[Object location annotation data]
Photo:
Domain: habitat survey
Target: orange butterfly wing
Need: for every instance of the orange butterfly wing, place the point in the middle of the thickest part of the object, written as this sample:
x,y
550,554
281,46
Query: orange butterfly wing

* _EXERCISE DESCRIPTION_
Count the lines in the rows above that contain the string "orange", and give only that number.

* _SOLUTION BELOW_
3